■ Task ■
Could you rewrite the material from its start through the line that contains "(1015, 672)", both ends included, keeping every line but offsetting each coordinate in the answers by -47, and leave the pictures out?

■ Records shown ■
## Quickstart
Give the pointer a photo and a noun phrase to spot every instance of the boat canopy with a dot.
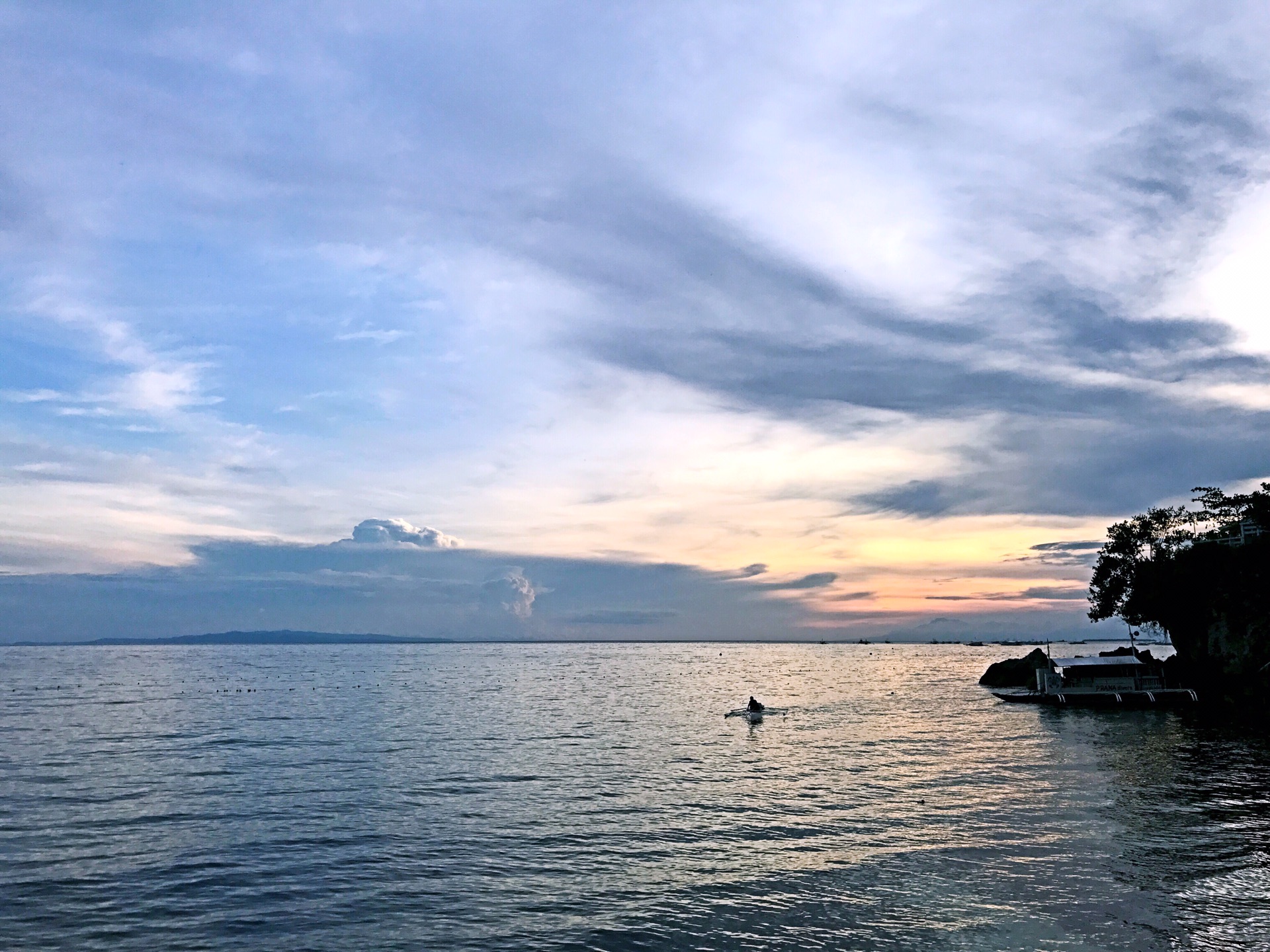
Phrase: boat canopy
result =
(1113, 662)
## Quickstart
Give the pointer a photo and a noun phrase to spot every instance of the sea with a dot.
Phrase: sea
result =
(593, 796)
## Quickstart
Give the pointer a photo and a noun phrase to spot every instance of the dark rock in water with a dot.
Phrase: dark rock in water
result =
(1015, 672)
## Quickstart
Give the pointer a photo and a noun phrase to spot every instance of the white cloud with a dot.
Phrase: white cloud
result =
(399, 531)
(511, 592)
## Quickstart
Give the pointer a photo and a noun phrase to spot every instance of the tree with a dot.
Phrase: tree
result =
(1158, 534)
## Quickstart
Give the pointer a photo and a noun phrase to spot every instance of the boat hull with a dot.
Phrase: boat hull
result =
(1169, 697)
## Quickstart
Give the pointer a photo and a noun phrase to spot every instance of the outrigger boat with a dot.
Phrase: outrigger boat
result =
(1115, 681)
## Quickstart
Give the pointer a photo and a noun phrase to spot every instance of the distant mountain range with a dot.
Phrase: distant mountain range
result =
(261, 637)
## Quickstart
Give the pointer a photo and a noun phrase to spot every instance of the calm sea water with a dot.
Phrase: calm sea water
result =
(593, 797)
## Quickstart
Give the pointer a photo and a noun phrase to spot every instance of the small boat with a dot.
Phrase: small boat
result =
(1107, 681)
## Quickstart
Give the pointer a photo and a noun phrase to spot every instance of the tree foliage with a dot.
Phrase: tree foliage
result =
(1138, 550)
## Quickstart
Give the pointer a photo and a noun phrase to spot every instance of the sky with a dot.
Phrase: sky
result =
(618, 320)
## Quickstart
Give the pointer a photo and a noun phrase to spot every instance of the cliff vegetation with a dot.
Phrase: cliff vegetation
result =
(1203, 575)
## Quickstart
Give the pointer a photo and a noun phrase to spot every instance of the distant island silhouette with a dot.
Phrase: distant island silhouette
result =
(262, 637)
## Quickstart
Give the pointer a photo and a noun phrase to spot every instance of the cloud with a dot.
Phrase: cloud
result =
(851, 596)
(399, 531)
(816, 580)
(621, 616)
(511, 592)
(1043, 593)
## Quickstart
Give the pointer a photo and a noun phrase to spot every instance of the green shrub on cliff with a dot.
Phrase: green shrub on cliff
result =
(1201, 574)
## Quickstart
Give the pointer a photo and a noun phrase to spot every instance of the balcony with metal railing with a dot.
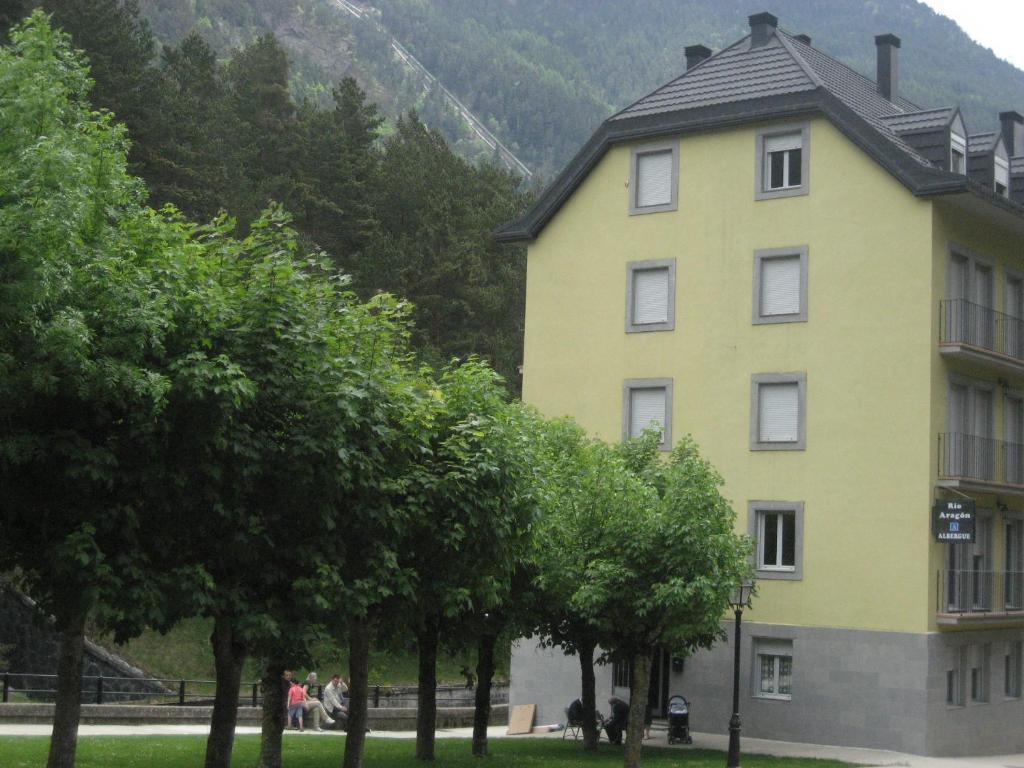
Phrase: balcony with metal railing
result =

■ Written reply ■
## Quickstart
Give the pointer a photo and a noun phrase to spot every instance of the boat canopy with a dot.
Phrase: boat canopy
result =
(1066, 615)
## Quickstart
Give the pointer a photo and a noun phrase to spot every instance of the sea with a dot.
Phrase: sea
result =
(546, 749)
## Quickstart
Give the pointer a photo and a noun phrase to spot every instance of the dark rock in water with a dot.
Phrase: dark rock in water
result =
(968, 625)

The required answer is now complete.